--- Begin ---

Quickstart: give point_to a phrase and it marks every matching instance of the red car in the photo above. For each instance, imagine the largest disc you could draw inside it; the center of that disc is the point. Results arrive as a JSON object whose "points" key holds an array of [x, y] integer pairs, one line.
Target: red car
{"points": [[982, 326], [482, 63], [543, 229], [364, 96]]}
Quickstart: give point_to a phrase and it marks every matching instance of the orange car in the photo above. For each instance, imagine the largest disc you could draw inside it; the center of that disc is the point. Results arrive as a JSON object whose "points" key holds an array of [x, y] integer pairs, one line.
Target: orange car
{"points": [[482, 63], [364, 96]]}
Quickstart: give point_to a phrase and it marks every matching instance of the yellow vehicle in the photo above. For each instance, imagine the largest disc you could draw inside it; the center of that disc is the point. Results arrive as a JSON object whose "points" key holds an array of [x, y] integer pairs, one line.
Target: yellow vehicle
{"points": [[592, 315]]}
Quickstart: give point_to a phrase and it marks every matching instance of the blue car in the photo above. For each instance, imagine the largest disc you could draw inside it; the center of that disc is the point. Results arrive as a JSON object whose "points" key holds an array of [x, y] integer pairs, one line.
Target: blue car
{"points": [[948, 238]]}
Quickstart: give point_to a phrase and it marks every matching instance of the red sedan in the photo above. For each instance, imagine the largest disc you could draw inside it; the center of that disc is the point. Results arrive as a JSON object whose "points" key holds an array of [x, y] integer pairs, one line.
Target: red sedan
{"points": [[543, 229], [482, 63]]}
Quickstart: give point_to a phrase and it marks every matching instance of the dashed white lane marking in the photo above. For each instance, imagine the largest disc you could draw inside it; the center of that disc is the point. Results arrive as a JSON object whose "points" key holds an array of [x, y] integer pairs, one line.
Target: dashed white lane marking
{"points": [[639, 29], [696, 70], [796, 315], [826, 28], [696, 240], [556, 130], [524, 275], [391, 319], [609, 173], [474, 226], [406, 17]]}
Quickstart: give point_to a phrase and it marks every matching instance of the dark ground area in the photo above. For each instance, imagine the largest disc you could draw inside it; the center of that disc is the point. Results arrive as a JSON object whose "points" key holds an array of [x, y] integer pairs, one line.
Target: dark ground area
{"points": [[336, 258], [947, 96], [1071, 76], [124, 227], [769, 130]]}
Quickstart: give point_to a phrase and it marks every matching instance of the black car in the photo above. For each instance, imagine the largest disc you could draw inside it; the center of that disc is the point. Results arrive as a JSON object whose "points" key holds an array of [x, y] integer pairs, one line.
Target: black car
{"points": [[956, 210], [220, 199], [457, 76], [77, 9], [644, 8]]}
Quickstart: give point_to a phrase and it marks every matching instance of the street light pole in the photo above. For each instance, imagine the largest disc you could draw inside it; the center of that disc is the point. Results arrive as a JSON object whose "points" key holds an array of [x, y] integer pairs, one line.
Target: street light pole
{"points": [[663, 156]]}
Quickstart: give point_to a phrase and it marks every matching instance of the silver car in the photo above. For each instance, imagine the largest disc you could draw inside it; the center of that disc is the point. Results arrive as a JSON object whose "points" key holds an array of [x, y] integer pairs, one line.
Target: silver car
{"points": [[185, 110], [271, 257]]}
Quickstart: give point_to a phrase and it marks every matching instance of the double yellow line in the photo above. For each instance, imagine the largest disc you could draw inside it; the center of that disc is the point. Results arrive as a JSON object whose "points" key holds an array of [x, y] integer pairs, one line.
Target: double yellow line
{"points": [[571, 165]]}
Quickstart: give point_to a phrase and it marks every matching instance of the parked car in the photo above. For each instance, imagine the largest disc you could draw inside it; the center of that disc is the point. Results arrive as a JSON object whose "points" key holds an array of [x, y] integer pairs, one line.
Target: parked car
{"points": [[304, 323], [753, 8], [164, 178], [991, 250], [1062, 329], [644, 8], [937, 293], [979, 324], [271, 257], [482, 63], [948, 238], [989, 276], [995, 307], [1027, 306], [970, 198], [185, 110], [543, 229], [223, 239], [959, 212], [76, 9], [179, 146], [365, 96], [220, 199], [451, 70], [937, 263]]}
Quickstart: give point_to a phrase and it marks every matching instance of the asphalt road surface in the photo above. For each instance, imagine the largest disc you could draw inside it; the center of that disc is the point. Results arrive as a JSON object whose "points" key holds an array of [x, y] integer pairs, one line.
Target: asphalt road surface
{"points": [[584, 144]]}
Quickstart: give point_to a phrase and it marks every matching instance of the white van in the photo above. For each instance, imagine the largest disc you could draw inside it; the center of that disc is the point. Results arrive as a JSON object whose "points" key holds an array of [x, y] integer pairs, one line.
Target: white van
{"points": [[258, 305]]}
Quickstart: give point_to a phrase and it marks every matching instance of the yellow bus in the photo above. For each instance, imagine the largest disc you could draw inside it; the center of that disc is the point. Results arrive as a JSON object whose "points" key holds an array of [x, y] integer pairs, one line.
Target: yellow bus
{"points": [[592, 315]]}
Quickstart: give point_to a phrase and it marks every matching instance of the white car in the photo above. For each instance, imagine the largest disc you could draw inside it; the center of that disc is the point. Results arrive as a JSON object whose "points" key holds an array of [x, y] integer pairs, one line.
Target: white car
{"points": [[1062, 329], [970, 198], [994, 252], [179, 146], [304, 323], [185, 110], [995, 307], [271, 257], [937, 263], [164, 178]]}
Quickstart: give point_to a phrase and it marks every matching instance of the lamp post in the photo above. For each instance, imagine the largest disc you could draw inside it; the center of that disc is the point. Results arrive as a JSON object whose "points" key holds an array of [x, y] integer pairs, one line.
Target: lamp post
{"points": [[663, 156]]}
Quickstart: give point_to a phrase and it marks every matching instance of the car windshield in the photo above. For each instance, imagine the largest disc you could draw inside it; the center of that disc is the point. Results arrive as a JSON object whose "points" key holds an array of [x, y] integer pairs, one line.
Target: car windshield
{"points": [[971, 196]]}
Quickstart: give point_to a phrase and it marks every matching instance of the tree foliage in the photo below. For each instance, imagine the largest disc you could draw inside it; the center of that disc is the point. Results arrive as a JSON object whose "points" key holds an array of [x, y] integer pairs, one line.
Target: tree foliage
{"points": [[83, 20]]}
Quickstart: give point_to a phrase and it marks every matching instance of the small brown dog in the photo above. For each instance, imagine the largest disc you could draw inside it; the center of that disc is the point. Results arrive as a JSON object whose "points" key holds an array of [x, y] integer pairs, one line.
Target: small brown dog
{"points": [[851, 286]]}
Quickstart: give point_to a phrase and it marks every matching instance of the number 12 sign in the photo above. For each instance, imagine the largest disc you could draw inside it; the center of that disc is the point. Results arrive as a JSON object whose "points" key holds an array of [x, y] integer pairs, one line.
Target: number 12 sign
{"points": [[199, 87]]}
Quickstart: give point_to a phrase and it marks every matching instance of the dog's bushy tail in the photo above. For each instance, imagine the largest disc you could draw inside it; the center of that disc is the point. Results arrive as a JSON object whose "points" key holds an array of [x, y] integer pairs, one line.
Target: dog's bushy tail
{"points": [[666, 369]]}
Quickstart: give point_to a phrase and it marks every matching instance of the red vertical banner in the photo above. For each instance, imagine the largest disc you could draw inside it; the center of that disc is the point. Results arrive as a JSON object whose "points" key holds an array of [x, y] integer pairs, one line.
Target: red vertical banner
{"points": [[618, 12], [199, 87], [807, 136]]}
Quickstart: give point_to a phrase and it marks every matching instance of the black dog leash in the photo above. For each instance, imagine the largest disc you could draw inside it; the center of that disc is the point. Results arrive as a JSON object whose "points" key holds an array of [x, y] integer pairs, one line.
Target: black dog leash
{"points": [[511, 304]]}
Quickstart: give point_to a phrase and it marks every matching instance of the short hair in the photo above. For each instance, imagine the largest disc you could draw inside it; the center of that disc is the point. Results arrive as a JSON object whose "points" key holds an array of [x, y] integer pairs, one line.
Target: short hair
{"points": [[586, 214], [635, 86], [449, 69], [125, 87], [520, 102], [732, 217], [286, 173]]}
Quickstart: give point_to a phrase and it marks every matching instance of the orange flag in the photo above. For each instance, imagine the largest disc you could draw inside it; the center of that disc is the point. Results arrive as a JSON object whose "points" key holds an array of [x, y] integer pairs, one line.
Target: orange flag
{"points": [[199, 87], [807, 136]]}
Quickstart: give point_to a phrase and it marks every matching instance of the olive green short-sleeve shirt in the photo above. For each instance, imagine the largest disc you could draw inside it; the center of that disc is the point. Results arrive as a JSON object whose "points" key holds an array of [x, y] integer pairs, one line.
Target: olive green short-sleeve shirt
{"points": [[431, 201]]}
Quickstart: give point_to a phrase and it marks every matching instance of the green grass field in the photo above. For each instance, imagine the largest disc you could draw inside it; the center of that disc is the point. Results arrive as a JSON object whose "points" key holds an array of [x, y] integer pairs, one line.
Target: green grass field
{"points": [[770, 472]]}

--- End ---

| Problem statement |
Write out exactly the lines starting with the one that holds "of the short" and running through the last line above.

| Answer to the exercise |
Quickstart: give point_to a phrase and it marks every matching instance of the short hair in the photo above. For each instance, imagine the largest disc you could draw inside it; the center of that disc is the point. Results arrive as a JSON object whose "points" key holds an array of [x, y] integer pairs, one line.
Target: short hair
{"points": [[586, 214], [635, 86], [449, 69], [125, 87], [520, 102], [732, 217], [286, 173]]}
Quickstart: give point_to a phrase and it marks every matching instance of the orange flag in the photo above. For each instance, imagine the largest disc you could draw inside it; the center of that disc is the point. Results arrive as a JSON object whose "points" key holds an array of [x, y] integer pairs, one line.
Target: orange flag
{"points": [[199, 87], [807, 136]]}
Quickstart: give point_to a phrase and it marks every matching instance of the olive green short-sleeve shirt in the photo above. For each instance, imagine the largest disc you could draw inside it; the center of that disc is the point. Results arrive as a JSON object whose "points" key holds an array of [x, y] integer pairs, one line.
Target: olive green short-sleeve shirt
{"points": [[431, 201]]}
Quickstart: give point_to a phrase and it marks every matching instance of the green grass field in the photo above. For each instance, imagine the largest disc you could draw inside it; the center of that disc is the point. Results arrive as a JSON object whose "points" key holds an array of [x, y] integer pairs, one line.
Target: green grass field
{"points": [[770, 472]]}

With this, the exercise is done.